### About this exercise
Give every line from the entries that contains "positive".

### The data
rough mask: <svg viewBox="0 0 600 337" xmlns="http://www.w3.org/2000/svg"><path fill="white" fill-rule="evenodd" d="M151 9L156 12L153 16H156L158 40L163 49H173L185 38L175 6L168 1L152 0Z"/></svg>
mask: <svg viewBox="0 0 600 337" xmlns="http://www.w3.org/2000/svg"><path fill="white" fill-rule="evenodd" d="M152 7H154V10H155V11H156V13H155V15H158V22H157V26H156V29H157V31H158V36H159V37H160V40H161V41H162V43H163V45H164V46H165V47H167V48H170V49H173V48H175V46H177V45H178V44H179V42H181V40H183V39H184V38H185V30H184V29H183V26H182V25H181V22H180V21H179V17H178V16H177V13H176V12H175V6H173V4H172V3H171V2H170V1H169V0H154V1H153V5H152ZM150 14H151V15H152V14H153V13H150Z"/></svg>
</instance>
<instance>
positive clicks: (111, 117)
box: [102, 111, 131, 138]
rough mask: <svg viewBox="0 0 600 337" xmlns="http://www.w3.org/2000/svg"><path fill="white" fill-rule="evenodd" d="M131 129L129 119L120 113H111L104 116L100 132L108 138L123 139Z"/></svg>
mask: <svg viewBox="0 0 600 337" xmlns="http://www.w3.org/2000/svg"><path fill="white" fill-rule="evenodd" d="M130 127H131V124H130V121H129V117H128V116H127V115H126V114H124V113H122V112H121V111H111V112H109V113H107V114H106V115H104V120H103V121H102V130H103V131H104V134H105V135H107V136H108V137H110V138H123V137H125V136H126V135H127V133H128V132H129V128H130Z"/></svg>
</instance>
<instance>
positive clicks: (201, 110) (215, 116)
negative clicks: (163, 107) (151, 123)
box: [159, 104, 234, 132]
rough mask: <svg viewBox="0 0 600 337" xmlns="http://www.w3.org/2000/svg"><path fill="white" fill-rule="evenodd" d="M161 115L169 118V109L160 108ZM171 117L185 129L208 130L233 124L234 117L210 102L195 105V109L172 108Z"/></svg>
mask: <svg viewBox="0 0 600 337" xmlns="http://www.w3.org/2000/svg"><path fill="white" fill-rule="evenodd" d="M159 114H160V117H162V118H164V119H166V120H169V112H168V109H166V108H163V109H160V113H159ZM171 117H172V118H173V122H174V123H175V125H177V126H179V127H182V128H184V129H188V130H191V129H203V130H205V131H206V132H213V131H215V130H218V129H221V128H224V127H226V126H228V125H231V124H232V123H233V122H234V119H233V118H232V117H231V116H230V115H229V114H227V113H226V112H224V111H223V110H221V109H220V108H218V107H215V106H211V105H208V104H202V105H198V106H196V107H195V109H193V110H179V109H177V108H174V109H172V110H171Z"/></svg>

--

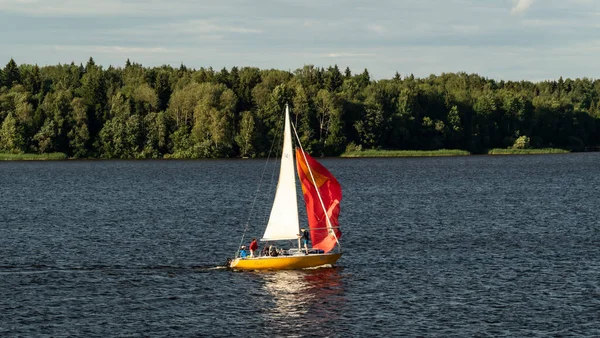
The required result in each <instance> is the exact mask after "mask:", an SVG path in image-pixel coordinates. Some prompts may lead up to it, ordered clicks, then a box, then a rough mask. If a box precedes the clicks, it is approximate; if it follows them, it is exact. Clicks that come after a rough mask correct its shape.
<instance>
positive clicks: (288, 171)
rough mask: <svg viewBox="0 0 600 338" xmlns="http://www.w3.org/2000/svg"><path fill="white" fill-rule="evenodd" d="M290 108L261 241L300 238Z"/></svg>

### Solution below
positive clicks: (111, 117)
positive clicks: (201, 110) (215, 116)
positive clicks: (288, 171)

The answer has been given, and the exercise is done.